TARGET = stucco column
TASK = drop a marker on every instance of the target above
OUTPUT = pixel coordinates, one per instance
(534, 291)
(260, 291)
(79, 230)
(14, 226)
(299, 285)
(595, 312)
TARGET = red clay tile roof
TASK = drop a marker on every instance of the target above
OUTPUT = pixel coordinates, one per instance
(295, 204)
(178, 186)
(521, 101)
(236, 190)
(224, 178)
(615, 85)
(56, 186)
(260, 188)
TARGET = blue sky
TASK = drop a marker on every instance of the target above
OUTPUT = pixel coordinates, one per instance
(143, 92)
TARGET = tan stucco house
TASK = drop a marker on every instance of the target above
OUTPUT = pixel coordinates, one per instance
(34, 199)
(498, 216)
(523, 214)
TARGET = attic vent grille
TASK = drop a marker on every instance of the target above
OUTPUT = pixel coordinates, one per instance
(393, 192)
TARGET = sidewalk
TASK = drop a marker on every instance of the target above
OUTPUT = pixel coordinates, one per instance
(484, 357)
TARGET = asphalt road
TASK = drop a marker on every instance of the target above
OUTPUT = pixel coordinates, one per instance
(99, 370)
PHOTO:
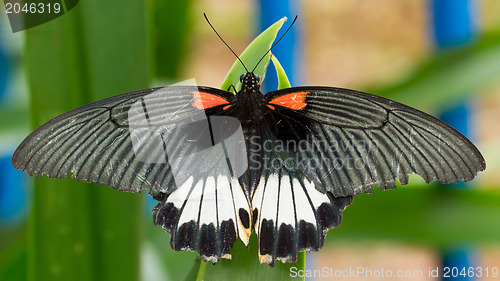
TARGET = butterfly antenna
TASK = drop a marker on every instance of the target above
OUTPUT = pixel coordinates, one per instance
(206, 18)
(275, 43)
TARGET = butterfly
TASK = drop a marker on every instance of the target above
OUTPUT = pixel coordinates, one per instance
(284, 164)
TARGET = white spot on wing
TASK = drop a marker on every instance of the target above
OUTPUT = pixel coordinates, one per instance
(304, 208)
(191, 209)
(240, 201)
(316, 196)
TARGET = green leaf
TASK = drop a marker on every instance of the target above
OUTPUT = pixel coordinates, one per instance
(251, 56)
(283, 82)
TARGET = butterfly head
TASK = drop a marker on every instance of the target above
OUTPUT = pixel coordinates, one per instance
(250, 82)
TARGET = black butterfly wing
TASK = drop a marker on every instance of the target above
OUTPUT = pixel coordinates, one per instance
(157, 140)
(352, 140)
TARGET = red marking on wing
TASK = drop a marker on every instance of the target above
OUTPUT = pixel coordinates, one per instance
(204, 100)
(295, 101)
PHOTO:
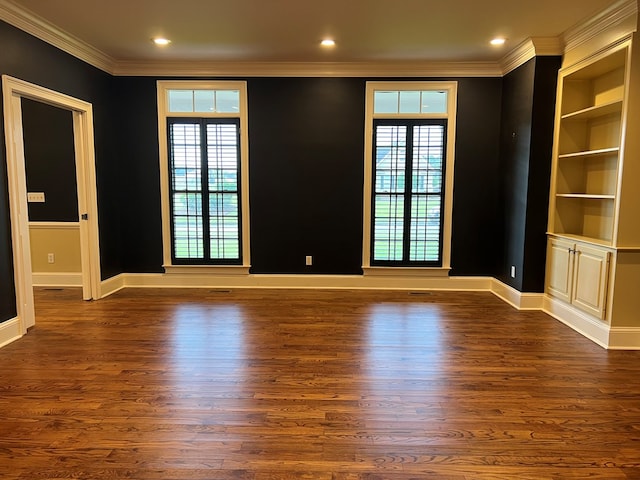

**What you have to do**
In the rows above, replace "drop a marker" with "place a pin" wherever it occurs. Give the rows again with everything else unchanged, and leave out the pictures.

**Response to this task**
TARGET = stucco column
TASK = place a pin on every instance of the target above
OUTPUT = pixel coordinates, one per instance
(534, 291)
(260, 291)
(79, 230)
(14, 226)
(299, 285)
(595, 312)
TARGET = red clay tile roof
TASK = place a pin on every instance of the target above
OUTPUT = pixel coordinates, one per instance
(295, 204)
(178, 186)
(521, 101)
(236, 190)
(224, 178)
(615, 85)
(56, 186)
(260, 188)
TARGET = blue sky
TASK = place a pin on every instance of the target above
OUTPUT = pixel coordinates, one per instance
(143, 92)
TARGET = tan stucco house
TASK = place a pin on every instance of the target above
OUTPUT = pixel coordinates, one per instance
(34, 199)
(498, 216)
(523, 214)
TARGET = attic vent grille
TASK = place a pin on every instance of the target above
OUTPUT = pixel coordinates, one per instance
(393, 192)
TARGET = sidewalk
TASK = place a pin on every instance of the target above
OUTPUT = pixel coordinates, one per instance
(484, 357)
TARGET = asphalt road
TASK = place a pin on every instance of the target above
OUTPUT = pixel coordinates, one per instance
(99, 370)
PHOTO:
TARGET = butterfly antenna
TASK = place a pin on every instance of the target above
OUTPUT = pixel coordinates, one per instance
(206, 18)
(275, 43)
TARGET = butterfly
TASK = place a pin on every instance of the target above
OUTPUT = pixel coordinates, one per instance
(284, 164)
TARGET = white spot on wing
TASK = place a pin on every instance of the target above
OUTPUT = pixel coordinates, one per instance
(304, 208)
(191, 209)
(240, 201)
(316, 196)
TARGET = green leaf
TASK = place a pin on every instance of the target above
OUTPUT = pixel coordinates, one per instance
(251, 56)
(283, 82)
TARGET = butterfly head
TASK = place a pin on every instance of the target above
OUTPUT = pixel coordinates, one per instance
(250, 82)
TARGET = black butterfly wing
TASK = place a pin on every instance of the target above
OUTPUT = pixel coordinates, one per instance
(157, 140)
(352, 140)
TARGET = red marking on wing
TASK = place a pin on every instance of the target above
OUTPUT = pixel coordinates, one per instance
(204, 100)
(295, 101)
PHOTO:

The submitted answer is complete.